■ TASK STATEMENT:
Write out the data below line for line without any changes, but omit the pictures.

Pointing dataset excerpts:
━━━━━━━━━━━━━━━━━━━━━━━━━━━━━━
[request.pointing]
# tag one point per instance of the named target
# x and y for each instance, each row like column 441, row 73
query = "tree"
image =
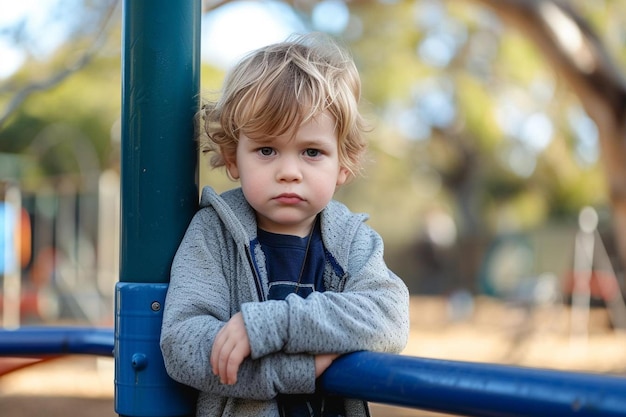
column 576, row 53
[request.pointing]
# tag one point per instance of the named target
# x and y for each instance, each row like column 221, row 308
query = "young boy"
column 274, row 280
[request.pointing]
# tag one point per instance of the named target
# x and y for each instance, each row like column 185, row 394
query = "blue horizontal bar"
column 46, row 341
column 462, row 388
column 474, row 389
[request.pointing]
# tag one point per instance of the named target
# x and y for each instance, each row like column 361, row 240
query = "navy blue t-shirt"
column 294, row 269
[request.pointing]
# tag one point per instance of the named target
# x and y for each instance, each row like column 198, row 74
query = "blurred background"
column 496, row 173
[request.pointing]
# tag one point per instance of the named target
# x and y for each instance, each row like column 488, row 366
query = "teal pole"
column 159, row 195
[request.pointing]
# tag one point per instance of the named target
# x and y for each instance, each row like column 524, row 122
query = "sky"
column 227, row 33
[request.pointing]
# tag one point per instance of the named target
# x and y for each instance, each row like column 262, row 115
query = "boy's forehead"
column 306, row 119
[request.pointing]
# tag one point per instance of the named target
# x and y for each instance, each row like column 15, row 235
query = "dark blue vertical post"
column 160, row 95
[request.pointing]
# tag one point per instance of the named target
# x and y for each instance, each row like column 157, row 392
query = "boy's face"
column 289, row 179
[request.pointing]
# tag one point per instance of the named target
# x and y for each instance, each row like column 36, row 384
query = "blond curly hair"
column 279, row 87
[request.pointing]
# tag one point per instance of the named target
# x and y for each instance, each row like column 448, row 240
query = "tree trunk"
column 581, row 60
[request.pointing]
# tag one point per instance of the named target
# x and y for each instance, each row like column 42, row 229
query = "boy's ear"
column 231, row 167
column 343, row 176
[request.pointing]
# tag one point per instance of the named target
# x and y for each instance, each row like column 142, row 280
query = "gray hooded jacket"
column 219, row 270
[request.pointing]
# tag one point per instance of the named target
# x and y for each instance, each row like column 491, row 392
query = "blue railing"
column 462, row 388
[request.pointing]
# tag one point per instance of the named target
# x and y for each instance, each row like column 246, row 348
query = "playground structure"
column 158, row 197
━━━━━━━━━━━━━━━━━━━━━━━━━━━━━━
■ RESULT OF THIS TASK:
[request.pointing]
# tag one point per instance of the named target
# x and y for each instance, each row like column 441, row 73
query = "tree"
image =
column 576, row 53
[request.pointing]
# tag one point per instance of the named target
# x and y for each instance, each row like column 221, row 308
query = "young boy"
column 274, row 280
[request.pointing]
# tag one point per instance of the named target
# x and y for each instance, each row like column 185, row 394
query = "blue horizontal bar"
column 46, row 341
column 462, row 388
column 474, row 389
[request.pointing]
# tag one point per instance of the named target
# x and y for each instance, each row like column 361, row 240
query = "navy blue t-shirt"
column 294, row 269
[request.pointing]
# tag one point per instance of the named target
# x and y for each instance, each row like column 198, row 74
query = "blurred background"
column 496, row 173
[request.pointing]
# tag one point per instance of the named target
# x and y for each instance, each row like column 488, row 366
query = "teal pole"
column 159, row 195
[request.pointing]
# tag one point per instance of the named target
# x and y for each instance, each row like column 524, row 122
query = "sky"
column 227, row 33
[request.pointing]
# tag one point per instance of the named target
# x and y for each instance, each row like column 262, row 115
query = "boy's forehead"
column 306, row 119
[request.pointing]
# tag one point per instance of the named target
# x and y for each instance, each row like column 15, row 235
query = "dark blue vertical post"
column 160, row 95
[request.pointing]
# tag one point per instance of the named target
# x and y for each instance, each row like column 157, row 392
query = "boy's face"
column 289, row 179
[request.pointing]
# tag one point per instance of the named target
# x and y for each instance, each row like column 36, row 384
query = "blond curly hair"
column 279, row 87
[request.pointing]
# tag one point per instance of the named target
# x and y for each instance, each row like column 448, row 240
query = "tree trunk"
column 581, row 60
[request.pointing]
# tag one point per instance of the named target
# x and y for each instance, each row like column 42, row 229
query = "boy's ear"
column 231, row 167
column 343, row 176
[request.pointing]
# tag one point per instance of the named target
# x and y for each instance, each row like column 142, row 280
query = "gray hooded jacket"
column 219, row 270
[request.pointing]
# tag one point per instance of the named target
# x and y for each instance, each row like column 491, row 392
query = "blue railing"
column 462, row 388
[request.pointing]
# tag one point per instance of the named target
# x and y for each instance, each row like column 246, row 348
query = "playground structure"
column 158, row 197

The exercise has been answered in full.